# TASK DIRECTIONS:
Reproduce every line of the listing below, from the line containing "man's black trousers?" through the line containing "[815,164,842,207]", shifting each bounding-box coordinate in the answers up by 54. Leave all other text unchanged.

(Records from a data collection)
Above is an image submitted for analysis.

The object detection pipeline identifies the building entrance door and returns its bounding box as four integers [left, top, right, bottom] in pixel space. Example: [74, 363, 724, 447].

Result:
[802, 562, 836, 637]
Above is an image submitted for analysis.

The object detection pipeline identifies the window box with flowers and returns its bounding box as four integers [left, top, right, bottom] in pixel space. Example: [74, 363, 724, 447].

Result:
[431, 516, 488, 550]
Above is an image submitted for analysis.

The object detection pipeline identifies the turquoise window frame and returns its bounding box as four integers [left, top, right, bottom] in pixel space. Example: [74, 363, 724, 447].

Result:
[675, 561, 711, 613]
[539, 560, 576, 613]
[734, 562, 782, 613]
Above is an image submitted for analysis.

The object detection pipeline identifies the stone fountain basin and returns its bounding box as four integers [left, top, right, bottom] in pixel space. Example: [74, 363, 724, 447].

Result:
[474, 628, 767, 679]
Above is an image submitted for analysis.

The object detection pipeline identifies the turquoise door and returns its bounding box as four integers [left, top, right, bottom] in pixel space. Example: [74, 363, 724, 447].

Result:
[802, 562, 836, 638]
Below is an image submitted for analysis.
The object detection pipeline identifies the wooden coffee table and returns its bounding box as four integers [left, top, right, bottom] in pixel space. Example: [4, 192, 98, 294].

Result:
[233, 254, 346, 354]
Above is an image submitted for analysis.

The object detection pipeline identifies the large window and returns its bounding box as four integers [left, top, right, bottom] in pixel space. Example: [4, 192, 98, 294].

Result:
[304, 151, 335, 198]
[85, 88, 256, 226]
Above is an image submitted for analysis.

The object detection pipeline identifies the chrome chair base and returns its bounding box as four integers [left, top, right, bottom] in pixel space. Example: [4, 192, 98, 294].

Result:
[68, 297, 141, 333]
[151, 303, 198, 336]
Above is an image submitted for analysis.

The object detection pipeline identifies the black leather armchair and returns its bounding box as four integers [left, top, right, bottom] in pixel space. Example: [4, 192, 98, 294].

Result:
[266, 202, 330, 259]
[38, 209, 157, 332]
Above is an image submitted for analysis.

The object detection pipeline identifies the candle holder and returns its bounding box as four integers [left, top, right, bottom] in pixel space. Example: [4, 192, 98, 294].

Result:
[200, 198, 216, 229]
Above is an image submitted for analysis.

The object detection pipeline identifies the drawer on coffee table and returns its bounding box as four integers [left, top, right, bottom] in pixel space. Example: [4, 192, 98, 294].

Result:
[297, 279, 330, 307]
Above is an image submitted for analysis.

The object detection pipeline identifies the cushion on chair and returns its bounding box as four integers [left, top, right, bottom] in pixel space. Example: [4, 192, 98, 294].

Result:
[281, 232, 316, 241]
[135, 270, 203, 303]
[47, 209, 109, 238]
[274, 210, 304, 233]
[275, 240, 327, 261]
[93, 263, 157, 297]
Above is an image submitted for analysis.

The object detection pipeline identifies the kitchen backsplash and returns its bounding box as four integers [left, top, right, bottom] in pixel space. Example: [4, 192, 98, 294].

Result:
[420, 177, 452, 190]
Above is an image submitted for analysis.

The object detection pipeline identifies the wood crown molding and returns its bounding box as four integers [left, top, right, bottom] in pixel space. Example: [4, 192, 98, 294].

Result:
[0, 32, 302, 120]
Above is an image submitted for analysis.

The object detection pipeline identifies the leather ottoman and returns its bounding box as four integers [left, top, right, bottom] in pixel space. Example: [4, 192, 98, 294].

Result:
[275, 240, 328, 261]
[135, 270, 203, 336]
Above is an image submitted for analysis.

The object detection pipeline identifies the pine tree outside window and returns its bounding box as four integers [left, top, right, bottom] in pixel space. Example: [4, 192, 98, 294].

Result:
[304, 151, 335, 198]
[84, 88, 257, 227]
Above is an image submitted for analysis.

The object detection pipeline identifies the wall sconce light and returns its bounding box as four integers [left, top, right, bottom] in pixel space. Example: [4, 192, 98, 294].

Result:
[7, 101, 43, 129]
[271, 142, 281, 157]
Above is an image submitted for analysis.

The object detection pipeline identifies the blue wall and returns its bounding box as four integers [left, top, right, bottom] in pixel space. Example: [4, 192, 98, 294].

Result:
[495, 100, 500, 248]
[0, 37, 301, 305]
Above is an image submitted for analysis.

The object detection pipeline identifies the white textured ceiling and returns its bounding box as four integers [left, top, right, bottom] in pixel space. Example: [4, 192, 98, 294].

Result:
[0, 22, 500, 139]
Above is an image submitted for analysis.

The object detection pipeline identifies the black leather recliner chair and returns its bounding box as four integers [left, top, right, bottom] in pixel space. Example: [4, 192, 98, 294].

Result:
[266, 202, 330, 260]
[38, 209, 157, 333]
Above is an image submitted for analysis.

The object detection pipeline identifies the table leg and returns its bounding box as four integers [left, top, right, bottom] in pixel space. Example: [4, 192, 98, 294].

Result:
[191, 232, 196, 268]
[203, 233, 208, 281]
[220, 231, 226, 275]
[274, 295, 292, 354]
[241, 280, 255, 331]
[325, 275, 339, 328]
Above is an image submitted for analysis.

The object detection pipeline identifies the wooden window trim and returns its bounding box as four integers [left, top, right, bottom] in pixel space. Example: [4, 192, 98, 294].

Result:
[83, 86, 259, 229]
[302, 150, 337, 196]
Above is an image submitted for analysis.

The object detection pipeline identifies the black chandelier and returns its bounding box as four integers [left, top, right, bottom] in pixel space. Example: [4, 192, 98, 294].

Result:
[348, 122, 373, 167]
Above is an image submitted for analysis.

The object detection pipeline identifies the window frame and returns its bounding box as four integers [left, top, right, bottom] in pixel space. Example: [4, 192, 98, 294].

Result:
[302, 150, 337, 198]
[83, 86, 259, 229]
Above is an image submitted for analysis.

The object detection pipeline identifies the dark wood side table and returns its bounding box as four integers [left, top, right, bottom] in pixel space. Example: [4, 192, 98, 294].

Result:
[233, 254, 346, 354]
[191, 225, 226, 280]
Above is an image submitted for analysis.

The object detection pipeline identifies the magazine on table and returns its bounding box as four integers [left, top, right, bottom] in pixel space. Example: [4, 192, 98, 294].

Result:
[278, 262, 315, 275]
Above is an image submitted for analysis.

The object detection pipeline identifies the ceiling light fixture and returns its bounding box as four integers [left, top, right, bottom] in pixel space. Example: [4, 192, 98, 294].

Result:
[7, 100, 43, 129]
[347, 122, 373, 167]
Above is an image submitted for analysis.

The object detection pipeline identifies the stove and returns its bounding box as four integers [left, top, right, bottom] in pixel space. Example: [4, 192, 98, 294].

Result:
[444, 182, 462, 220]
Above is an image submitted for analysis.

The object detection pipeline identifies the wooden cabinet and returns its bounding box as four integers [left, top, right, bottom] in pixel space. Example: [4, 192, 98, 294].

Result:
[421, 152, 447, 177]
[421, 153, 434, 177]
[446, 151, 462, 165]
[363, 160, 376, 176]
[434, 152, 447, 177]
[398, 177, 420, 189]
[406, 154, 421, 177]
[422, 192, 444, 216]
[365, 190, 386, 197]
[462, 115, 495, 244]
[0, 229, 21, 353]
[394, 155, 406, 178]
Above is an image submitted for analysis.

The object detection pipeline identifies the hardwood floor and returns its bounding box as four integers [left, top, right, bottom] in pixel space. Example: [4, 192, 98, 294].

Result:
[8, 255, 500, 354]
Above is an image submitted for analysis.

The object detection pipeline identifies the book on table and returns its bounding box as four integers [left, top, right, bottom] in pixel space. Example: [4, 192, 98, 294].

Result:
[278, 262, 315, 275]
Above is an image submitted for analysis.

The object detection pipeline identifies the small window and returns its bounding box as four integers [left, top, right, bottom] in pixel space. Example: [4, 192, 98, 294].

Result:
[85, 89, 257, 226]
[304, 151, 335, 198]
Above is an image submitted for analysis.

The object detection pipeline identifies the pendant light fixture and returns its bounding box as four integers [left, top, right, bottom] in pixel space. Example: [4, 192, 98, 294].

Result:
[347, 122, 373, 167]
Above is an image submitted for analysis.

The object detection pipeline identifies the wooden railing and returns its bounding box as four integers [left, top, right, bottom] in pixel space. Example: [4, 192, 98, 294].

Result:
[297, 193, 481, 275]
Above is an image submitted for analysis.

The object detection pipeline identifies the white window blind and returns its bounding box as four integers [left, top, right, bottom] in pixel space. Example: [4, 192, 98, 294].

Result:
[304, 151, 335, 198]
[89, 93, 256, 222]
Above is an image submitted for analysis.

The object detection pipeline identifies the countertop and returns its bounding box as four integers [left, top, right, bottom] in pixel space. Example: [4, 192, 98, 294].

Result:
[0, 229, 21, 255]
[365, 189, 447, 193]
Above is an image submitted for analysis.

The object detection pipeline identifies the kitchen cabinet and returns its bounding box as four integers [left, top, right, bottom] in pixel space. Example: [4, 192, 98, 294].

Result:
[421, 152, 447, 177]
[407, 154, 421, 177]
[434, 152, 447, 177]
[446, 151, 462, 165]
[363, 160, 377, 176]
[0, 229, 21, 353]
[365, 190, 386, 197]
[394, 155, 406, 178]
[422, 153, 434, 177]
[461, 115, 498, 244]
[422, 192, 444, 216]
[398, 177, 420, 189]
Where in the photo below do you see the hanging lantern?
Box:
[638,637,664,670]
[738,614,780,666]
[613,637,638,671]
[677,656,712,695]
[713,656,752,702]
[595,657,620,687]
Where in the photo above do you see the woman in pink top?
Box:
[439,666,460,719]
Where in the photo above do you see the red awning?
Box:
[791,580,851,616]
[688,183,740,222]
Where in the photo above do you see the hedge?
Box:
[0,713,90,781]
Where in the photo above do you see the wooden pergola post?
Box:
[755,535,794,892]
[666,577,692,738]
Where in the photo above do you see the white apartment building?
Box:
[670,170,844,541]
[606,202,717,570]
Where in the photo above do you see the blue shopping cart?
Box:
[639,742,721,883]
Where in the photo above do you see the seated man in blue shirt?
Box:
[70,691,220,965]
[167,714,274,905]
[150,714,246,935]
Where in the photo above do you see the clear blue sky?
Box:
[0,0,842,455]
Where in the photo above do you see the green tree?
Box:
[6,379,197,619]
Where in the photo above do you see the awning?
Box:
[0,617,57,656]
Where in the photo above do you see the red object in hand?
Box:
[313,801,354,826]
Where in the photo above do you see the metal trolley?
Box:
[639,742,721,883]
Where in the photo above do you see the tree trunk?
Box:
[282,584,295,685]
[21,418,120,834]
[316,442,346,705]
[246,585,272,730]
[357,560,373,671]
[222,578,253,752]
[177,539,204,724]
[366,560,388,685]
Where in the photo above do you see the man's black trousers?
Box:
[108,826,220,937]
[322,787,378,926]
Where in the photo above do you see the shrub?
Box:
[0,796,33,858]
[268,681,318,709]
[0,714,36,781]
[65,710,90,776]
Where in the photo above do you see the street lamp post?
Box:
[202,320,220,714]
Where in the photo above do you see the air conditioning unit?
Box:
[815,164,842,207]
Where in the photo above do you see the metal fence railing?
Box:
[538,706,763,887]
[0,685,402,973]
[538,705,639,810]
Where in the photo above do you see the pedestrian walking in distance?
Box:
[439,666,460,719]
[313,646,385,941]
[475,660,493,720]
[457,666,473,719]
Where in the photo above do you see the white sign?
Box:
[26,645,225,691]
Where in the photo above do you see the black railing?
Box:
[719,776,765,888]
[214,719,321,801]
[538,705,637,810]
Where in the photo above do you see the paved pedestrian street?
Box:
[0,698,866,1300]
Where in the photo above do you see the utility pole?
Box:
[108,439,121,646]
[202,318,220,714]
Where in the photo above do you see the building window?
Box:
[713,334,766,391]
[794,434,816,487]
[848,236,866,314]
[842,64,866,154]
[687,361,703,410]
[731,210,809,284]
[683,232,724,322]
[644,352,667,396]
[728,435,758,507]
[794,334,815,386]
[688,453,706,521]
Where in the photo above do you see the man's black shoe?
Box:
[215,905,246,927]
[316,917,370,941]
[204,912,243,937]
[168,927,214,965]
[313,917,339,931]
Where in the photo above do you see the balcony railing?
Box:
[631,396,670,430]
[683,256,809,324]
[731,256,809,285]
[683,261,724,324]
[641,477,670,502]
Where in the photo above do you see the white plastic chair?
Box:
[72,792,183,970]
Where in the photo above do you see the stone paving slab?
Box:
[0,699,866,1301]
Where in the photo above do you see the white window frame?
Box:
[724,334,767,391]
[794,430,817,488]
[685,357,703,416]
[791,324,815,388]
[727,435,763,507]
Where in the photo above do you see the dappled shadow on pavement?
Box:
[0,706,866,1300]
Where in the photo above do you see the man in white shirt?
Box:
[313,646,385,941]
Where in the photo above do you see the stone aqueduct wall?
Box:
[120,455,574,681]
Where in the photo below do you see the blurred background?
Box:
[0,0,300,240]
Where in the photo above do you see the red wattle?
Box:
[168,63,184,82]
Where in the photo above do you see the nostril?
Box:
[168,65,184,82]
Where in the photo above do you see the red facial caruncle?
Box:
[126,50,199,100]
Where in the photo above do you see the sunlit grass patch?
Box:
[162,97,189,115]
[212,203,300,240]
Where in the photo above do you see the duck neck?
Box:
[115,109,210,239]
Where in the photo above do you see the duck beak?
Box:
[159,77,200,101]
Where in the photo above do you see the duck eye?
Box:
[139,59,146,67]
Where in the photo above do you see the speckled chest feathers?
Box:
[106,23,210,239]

# CORRECT RESPONSE:
Where in the photo above do you see the man's black trousers?
Box:
[162,880,274,991]
[376,841,432,980]
Where in the photo above do you see the shrub?
Box:
[54,850,87,912]
[322,735,372,763]
[54,768,90,835]
[119,764,144,830]
Where in the photo above do you see the street lamp post?
Box:
[256,374,274,768]
Where in the photo above do you see the air conditioning unit?
Box:
[869,218,896,261]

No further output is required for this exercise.